**Task prompt:**
A single number is the answer here: the count of lines in the records below in which the word "advertising" appears.

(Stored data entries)
Start of Block
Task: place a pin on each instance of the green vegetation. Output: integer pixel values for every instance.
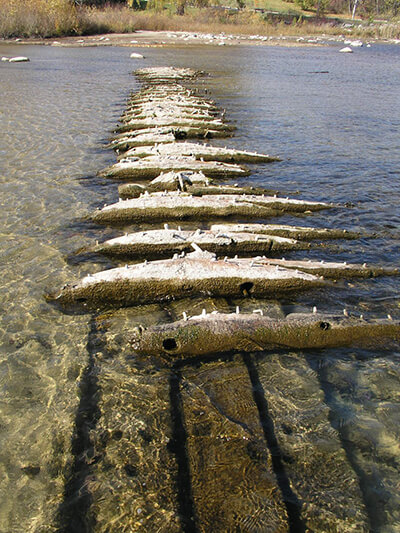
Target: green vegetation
(54, 18)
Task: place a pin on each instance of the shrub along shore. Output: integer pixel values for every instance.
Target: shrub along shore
(61, 18)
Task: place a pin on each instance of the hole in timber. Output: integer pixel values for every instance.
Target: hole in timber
(169, 344)
(324, 325)
(246, 287)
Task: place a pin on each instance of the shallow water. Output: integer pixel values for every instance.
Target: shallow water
(139, 446)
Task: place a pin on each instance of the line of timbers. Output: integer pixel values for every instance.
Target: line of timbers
(176, 178)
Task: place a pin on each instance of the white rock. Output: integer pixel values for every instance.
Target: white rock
(18, 59)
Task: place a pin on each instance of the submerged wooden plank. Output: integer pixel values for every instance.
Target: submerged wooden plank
(200, 151)
(294, 410)
(153, 243)
(292, 232)
(330, 269)
(232, 478)
(177, 122)
(132, 482)
(218, 333)
(167, 73)
(176, 205)
(195, 274)
(166, 134)
(151, 167)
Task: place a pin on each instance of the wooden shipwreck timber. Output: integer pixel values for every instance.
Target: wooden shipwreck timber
(184, 276)
(199, 151)
(151, 167)
(165, 241)
(194, 183)
(238, 439)
(176, 205)
(218, 333)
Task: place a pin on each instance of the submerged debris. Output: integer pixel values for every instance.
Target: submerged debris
(157, 242)
(194, 183)
(195, 274)
(293, 232)
(214, 333)
(151, 167)
(201, 151)
(177, 205)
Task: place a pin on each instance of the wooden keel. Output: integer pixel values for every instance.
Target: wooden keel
(218, 333)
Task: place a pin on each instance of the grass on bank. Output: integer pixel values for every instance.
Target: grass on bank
(56, 18)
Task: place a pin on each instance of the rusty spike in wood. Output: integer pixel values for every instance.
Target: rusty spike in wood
(217, 333)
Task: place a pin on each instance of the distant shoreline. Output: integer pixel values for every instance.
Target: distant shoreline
(146, 38)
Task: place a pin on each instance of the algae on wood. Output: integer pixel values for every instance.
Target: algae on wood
(216, 333)
(194, 183)
(292, 232)
(330, 269)
(201, 151)
(176, 205)
(197, 273)
(176, 121)
(158, 242)
(151, 167)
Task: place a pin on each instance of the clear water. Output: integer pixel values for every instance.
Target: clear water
(93, 439)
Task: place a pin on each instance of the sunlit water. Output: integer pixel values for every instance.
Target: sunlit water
(93, 439)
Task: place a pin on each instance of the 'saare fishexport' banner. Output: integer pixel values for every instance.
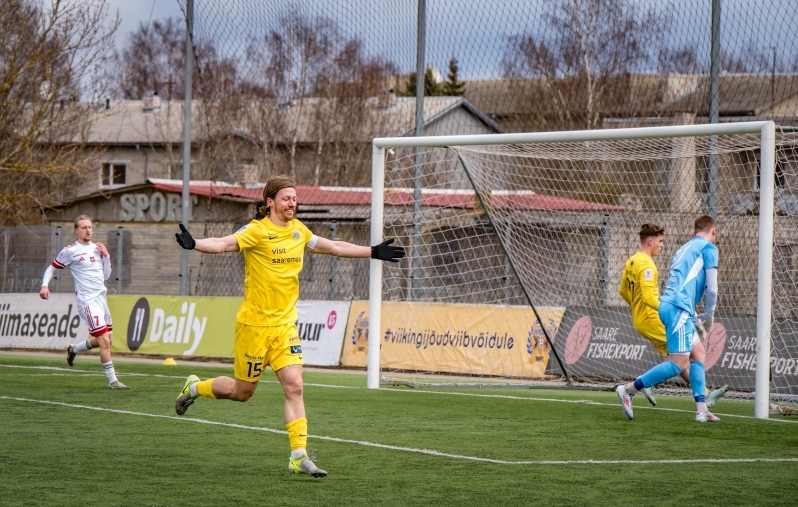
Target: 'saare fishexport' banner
(27, 321)
(468, 339)
(601, 342)
(205, 326)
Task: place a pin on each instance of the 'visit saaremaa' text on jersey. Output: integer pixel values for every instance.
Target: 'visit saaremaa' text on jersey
(273, 258)
(86, 265)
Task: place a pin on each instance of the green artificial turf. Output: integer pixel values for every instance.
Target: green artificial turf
(392, 446)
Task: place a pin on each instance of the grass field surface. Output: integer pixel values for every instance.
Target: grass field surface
(68, 440)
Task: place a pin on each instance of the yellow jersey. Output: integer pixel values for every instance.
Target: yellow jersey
(639, 290)
(273, 257)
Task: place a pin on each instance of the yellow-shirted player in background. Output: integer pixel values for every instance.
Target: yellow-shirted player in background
(639, 288)
(266, 334)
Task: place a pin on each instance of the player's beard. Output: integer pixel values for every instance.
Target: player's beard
(287, 213)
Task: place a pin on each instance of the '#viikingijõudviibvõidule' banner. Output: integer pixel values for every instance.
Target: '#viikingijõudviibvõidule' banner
(467, 339)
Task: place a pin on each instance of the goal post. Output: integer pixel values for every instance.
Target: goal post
(514, 167)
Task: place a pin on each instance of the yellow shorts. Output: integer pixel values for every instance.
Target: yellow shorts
(257, 347)
(656, 335)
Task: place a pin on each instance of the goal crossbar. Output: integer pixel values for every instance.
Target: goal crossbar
(766, 130)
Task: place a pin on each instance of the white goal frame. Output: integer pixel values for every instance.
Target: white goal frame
(767, 131)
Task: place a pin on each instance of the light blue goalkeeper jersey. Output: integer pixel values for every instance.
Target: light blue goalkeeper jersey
(687, 279)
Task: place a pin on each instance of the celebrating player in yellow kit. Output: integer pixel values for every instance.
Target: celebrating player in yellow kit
(266, 335)
(640, 291)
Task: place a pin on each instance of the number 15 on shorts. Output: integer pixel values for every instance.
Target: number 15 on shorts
(257, 368)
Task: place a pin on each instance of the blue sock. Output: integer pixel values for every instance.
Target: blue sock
(698, 380)
(658, 374)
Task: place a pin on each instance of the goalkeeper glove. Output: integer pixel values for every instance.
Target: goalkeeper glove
(385, 252)
(184, 238)
(699, 328)
(707, 320)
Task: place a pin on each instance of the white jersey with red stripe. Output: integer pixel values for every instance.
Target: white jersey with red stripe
(88, 269)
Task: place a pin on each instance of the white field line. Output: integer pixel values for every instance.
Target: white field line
(73, 371)
(428, 452)
(425, 391)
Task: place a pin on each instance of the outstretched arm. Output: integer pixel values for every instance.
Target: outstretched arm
(44, 293)
(206, 245)
(341, 248)
(217, 245)
(384, 251)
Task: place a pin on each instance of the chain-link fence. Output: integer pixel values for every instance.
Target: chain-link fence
(146, 263)
(309, 84)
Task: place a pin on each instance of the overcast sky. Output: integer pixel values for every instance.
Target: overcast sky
(474, 31)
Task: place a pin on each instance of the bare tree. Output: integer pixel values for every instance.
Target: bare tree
(154, 59)
(591, 44)
(320, 80)
(51, 60)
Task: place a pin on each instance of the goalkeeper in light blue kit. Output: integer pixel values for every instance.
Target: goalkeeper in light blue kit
(694, 271)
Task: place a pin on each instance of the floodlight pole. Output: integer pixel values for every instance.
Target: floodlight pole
(418, 175)
(186, 201)
(714, 109)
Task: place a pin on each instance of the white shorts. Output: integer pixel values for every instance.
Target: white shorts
(96, 315)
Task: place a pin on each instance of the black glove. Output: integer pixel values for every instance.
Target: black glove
(184, 238)
(385, 252)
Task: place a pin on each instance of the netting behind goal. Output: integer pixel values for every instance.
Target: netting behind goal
(553, 224)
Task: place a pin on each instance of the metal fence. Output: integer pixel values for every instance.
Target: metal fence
(146, 263)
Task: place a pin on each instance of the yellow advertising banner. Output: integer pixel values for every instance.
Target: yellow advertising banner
End of Block
**Answer for the task:**
2